In his opening chapter and introduction, Dr. Pipes astutely points out that a common denominator in any nation that eventually adopts Leftist, collectivist, or socialist doctrine for the running of their government and society is the existence of a specific class of radicalized professors, thinkers, writers, and social agitators.  The name he gives this group is “Intelligentsia.”  There are Intellectuals, “those who passively contemplate and analyze life,” and then there is the Intelligentsia, “activists who are determined to reshape it.”
“Intelligentsia” describes intellectuals who want power in order to change the world.
But who cares, right?  If a group of busy-bodies on college campuses and in the newsrooms of media outlets want to get involved and promote their progressive agenda, what’s the big deal?
Well, let me finish fleshing out what it is the Left has traditionally believed before you make any judgments on how benign their current attempts to “fundamentally transform” might be.  Change, in and of itself, is not a moral or immoral thing.  It’s what you are changing in to, and how you plan on changing that matters.
According to Pipes, there are two societal conditions that must be met for an Intelligentsia to emerge as a powerful, and ultimately destructive, force in a nation.  The first is a prevalent “materialistic ideology that regards human beings not as unique creatures endowed an immortal soul but as exclusively physical entities shaped wholly by their environment.”  In other words, the pre-conditions necessary for a radical-Left intelligentsia to take influential prominence in a country are that the nation in question either must be becoming increasingly irreligious, or the religious teaching of that nation must be infused with secular, humanistic, Leftist concepts and beliefs.

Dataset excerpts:
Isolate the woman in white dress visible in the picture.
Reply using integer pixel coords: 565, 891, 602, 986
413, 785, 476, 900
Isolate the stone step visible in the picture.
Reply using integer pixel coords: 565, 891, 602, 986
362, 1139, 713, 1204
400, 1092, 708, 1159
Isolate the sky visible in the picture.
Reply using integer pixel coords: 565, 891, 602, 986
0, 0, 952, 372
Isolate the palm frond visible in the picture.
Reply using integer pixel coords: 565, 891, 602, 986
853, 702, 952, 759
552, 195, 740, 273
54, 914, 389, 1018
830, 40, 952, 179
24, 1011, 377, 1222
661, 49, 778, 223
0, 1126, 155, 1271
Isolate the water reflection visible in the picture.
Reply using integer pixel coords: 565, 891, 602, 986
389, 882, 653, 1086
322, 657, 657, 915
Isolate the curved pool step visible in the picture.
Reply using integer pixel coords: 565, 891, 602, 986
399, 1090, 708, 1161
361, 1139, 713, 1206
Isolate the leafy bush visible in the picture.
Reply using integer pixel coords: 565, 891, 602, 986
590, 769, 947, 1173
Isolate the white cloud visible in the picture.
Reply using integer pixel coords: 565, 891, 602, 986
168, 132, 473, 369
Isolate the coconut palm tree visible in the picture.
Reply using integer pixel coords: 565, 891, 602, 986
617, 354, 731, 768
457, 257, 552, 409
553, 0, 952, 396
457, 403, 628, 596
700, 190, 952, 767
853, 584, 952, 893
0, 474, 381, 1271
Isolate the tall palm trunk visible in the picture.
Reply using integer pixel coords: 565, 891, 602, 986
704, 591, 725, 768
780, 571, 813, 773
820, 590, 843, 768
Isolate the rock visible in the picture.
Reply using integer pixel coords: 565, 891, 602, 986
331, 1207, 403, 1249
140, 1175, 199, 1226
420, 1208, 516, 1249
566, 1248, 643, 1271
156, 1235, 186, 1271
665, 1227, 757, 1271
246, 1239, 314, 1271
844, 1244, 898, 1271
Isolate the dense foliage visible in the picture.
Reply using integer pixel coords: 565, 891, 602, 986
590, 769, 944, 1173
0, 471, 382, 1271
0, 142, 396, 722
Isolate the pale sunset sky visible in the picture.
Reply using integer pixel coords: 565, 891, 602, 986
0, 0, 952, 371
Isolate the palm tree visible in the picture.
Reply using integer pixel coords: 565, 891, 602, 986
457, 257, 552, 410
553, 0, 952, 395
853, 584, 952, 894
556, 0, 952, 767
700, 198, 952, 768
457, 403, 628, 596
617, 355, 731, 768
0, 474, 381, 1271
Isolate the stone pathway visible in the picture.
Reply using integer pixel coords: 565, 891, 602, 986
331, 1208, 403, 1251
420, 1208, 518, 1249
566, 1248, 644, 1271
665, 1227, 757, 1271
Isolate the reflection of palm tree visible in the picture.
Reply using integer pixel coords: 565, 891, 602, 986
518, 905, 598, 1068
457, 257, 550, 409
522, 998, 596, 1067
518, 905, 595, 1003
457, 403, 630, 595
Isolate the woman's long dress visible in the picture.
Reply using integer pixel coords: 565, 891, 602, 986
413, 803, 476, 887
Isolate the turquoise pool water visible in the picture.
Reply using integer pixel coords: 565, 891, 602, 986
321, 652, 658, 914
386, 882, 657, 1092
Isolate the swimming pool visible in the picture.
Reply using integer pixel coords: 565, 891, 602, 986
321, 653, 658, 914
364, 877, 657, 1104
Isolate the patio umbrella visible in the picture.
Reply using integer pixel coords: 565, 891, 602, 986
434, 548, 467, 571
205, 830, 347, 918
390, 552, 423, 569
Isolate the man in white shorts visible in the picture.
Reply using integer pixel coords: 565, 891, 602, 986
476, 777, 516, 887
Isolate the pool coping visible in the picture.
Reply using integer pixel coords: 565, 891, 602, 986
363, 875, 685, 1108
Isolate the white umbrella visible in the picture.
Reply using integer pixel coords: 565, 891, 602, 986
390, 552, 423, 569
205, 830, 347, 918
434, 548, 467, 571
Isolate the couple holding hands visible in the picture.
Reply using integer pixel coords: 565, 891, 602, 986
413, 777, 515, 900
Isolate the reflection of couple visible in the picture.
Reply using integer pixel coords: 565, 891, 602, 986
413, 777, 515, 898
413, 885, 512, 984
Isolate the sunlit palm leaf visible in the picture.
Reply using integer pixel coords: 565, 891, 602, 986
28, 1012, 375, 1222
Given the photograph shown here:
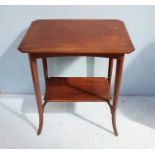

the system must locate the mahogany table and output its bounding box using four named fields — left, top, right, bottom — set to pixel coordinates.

left=18, top=20, right=134, bottom=135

- **What the task asks**
Write out everything in the passage on the Intelligentsia from "In his opening" down to "change the world.", word for word. The records are separate material and have nothing to do with the passage on the Intelligentsia.

- **Expected answer**
In his opening chapter and introduction, Dr. Pipes astutely points out that a common denominator in any nation that eventually adopts Leftist, collectivist, or socialist doctrine for the running of their government and society is the existence of a specific class of radicalized professors, thinkers, writers, and social agitators.  The name he gives this group is “Intelligentsia.”  There are Intellectuals, “those who passively contemplate and analyze life,” and then there is the Intelligentsia, “activists who are determined to reshape it.”
“Intelligentsia” describes intellectuals who want power in order to change the world.